→ Tasks to perform
1 – From the list of recommended stories, quote the part that opens with the words containing "Chris Jones is" and closes with "was His Honor.)".
2 – Extend the list of recommended stories past its last entry.

→ Excerpted text
══════════════════════════════

Chris Jones is a writer at large for Esquire. (His stories are on many of your Top Fives.) He’s currently blogging at My Second Empire.


David Grann: The Mark of a Masterpiece, The New Yorker, July 12, 2010

Just a perfectly constructed, painful reveal of the sinister side of the art world, starting at its origins, with the artist’s fingerprints.

Michael Kruse: Stories of LeBron and sportswriter intertwined, tangled, The St. Petersburg Times, Nov. 21, 2010

Maybe the best way to approach an over-covered subject: write about him by writing about someone else. (See Breslin, Jimmy. Digging JFK Grave was His Honor.)

Eli Saslow: For a look outside the presidential bubble, Obama reads 10 personal letters a day, The Washington Post, March 31, 2010

For a look inside the presidential bubble, report the hell out of the story of a single letter.

══════════════════════════════

→ Data provided
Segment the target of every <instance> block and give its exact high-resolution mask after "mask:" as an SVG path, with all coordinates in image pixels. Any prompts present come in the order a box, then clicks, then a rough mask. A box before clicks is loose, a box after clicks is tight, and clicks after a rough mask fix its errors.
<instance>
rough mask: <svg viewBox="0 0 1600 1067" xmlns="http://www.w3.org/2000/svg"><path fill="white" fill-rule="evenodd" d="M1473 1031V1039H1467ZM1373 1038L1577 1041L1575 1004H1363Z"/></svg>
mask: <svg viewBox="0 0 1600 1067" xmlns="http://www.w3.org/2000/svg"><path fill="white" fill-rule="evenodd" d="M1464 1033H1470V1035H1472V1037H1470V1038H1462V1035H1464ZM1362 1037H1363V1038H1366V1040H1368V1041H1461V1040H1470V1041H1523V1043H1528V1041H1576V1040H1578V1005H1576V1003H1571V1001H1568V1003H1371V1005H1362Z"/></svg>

══════════════════════════════

→ Answers to each task
1 –
Chris Jones is a writer at large for Esquire. (His stories are on many of your Top Fives.) He’s currently blogging at My Second Empire.


David Grann: The Mark of a Masterpiece, The New Yorker, July 12, 2010

Just a perfectly constructed, painful reveal of the sinister side of the art world, starting at its origins, with the artist’s fingerprints.

Michael Kruse: Stories of LeBron and sportswriter intertwined, tangled, The St. Petersburg Times, Nov. 21, 2010

Maybe the best way to approach an over-covered subject: write about him by writing about someone else. (See Breslin, Jimmy. Digging JFK Grave was His Honor.)

2 –
CJ Chivers: A Firsthand Look at Firefights in Marja, The New York Times, April 19, 2010

Every time CJ Chivers heads off to war and sends back a story, I feel like less of a man and less of a writer.

Tom Junod: Eating the Whole Animal, from the Inside-Out, Esquire, April 2010

Pure entertainment by one of the all-time great magazine writers. Also contains the sentence: “The veins are what freaked me out.” Impossible to resist. Reading, not eating, that is.